__WHAT YOU HAVE TO DO__.
From the entries that follow, gather each line holding the word "wooden".

__RECORD EXCERPTS__.

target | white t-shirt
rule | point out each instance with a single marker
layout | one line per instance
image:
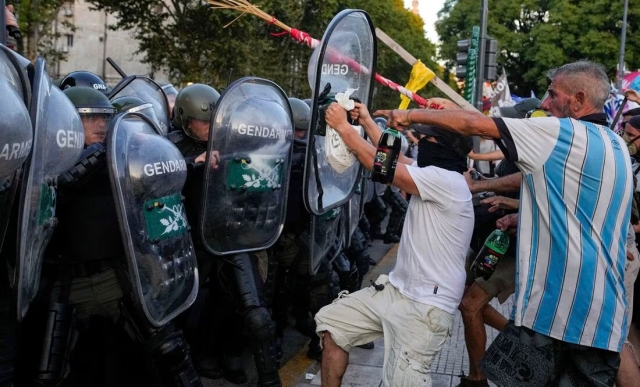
(437, 230)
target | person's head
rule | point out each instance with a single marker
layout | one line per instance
(577, 89)
(95, 111)
(442, 148)
(632, 134)
(194, 109)
(521, 109)
(629, 114)
(301, 117)
(84, 79)
(171, 94)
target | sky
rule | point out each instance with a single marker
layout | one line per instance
(429, 11)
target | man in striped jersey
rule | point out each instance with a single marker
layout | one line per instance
(569, 322)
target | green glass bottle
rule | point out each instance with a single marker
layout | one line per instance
(386, 158)
(494, 248)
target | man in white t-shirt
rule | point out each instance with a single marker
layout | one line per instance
(413, 307)
(570, 315)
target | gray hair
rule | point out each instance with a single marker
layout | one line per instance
(586, 76)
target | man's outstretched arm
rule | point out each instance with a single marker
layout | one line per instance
(461, 121)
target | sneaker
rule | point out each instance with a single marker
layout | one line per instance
(464, 382)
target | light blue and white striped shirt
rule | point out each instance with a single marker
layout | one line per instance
(575, 205)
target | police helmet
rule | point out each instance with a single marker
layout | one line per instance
(301, 113)
(196, 101)
(86, 79)
(131, 104)
(381, 122)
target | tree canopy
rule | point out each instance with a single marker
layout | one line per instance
(198, 44)
(537, 35)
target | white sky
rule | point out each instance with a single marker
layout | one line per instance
(429, 11)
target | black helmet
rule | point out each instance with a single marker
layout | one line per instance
(381, 122)
(301, 113)
(132, 104)
(89, 101)
(95, 111)
(86, 79)
(196, 101)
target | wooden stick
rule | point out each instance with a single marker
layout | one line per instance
(437, 82)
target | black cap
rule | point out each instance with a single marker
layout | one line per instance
(459, 143)
(520, 109)
(635, 122)
(632, 112)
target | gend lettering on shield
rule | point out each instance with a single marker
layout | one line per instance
(162, 167)
(15, 150)
(258, 131)
(70, 139)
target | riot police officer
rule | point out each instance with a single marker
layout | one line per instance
(82, 78)
(85, 264)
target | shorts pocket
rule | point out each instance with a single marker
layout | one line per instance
(407, 368)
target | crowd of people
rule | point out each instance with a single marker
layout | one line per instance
(565, 189)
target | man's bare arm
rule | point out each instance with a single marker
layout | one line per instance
(461, 121)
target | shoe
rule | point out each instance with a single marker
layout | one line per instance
(209, 367)
(390, 238)
(464, 382)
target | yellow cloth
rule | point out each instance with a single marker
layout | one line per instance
(420, 76)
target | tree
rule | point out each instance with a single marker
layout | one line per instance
(537, 35)
(198, 44)
(40, 28)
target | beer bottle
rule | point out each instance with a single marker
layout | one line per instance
(495, 246)
(384, 163)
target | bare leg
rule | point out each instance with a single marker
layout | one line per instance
(475, 336)
(493, 318)
(334, 362)
(628, 373)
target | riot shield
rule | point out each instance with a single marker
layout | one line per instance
(149, 91)
(245, 194)
(344, 60)
(355, 208)
(147, 176)
(16, 138)
(58, 140)
(326, 237)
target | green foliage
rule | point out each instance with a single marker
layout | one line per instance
(198, 44)
(537, 35)
(39, 29)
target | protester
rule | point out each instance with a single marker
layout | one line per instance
(572, 239)
(412, 307)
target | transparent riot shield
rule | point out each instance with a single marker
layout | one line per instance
(147, 90)
(58, 141)
(355, 208)
(247, 168)
(326, 237)
(344, 60)
(147, 176)
(16, 138)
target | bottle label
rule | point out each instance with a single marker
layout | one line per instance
(491, 259)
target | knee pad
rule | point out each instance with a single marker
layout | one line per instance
(259, 324)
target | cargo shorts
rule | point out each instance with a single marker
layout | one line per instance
(414, 333)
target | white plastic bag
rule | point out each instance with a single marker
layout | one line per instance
(338, 155)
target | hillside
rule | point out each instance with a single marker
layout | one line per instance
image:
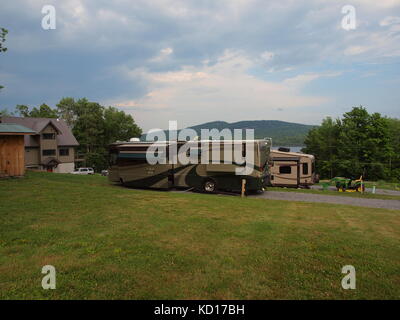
(282, 133)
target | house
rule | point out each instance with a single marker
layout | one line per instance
(12, 153)
(51, 147)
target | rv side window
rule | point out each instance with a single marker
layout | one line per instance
(305, 168)
(113, 158)
(285, 169)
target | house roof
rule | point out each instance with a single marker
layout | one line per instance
(64, 138)
(9, 128)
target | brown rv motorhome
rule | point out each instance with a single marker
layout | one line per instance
(129, 165)
(292, 169)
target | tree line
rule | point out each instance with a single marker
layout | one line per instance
(357, 144)
(93, 125)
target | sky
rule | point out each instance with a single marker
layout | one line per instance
(199, 61)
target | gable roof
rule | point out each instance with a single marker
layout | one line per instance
(64, 138)
(9, 128)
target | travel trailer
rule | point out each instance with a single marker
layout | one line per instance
(129, 165)
(291, 169)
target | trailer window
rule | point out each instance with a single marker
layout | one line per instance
(285, 169)
(305, 168)
(113, 158)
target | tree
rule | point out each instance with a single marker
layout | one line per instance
(44, 111)
(5, 113)
(323, 143)
(364, 144)
(3, 33)
(22, 110)
(358, 144)
(394, 157)
(66, 109)
(95, 127)
(119, 126)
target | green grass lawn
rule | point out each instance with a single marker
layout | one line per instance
(381, 184)
(365, 195)
(111, 242)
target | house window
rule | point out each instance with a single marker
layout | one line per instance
(305, 168)
(49, 152)
(49, 136)
(64, 152)
(285, 169)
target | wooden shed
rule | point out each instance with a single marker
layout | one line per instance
(12, 149)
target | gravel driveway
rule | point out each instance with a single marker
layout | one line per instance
(297, 196)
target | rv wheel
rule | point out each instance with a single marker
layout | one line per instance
(209, 186)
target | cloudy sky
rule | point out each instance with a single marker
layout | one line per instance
(197, 61)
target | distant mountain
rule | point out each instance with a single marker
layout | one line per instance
(282, 133)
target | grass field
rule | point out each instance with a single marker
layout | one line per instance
(365, 195)
(112, 242)
(381, 184)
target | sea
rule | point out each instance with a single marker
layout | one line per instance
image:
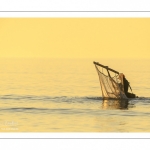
(64, 95)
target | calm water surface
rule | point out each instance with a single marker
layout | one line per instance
(64, 95)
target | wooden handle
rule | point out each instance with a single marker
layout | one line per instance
(106, 67)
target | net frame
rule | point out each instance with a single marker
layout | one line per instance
(110, 82)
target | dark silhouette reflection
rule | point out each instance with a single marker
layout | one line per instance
(115, 104)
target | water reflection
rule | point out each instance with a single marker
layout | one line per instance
(115, 104)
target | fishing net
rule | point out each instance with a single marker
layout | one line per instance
(111, 83)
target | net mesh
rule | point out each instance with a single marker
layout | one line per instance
(111, 84)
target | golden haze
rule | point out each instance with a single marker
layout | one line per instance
(75, 37)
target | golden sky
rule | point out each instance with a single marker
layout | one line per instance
(75, 37)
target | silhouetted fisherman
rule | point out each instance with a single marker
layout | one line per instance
(126, 85)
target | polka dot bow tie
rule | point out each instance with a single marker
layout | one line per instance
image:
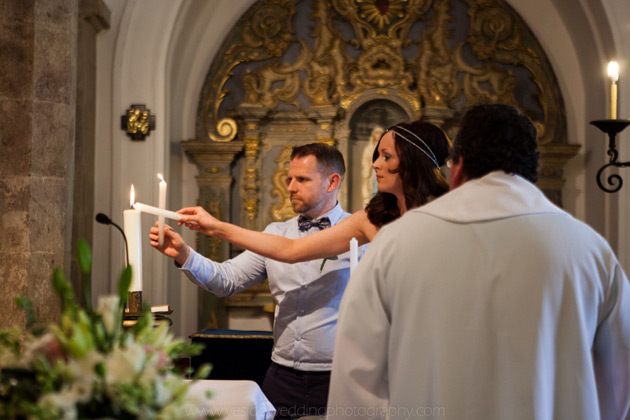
(304, 223)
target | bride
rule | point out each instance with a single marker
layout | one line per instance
(406, 162)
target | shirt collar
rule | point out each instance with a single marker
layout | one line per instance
(496, 195)
(334, 214)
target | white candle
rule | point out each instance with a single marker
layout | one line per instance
(354, 254)
(133, 232)
(144, 208)
(162, 206)
(613, 74)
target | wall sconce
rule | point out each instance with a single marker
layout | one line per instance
(612, 128)
(137, 122)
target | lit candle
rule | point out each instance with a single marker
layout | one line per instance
(613, 73)
(161, 205)
(144, 208)
(133, 233)
(354, 254)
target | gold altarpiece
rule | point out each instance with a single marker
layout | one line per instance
(293, 72)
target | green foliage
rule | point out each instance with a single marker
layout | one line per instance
(88, 366)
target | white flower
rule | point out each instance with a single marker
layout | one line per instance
(108, 309)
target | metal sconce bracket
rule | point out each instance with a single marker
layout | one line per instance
(137, 122)
(612, 128)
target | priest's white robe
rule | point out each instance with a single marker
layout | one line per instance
(487, 303)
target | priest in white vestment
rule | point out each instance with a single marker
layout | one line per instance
(487, 303)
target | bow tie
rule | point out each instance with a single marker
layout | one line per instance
(304, 223)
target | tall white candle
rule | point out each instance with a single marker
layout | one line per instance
(161, 205)
(145, 208)
(613, 74)
(133, 232)
(354, 254)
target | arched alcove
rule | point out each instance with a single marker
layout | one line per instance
(292, 72)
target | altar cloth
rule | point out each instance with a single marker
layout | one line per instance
(233, 400)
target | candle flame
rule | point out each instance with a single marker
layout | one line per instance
(613, 71)
(132, 196)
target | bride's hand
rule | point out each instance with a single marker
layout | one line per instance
(197, 219)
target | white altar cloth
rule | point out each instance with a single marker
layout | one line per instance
(234, 400)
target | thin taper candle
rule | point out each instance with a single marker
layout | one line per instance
(162, 206)
(354, 254)
(144, 208)
(613, 74)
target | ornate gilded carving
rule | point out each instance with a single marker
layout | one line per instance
(265, 34)
(281, 209)
(249, 181)
(448, 64)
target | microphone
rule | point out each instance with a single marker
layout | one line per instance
(105, 220)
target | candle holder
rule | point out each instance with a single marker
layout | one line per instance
(612, 128)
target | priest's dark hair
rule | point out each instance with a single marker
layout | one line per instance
(328, 157)
(495, 137)
(420, 175)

__SOLUTION__.
target | wooden stick
target | wooden shed
target | wooden handle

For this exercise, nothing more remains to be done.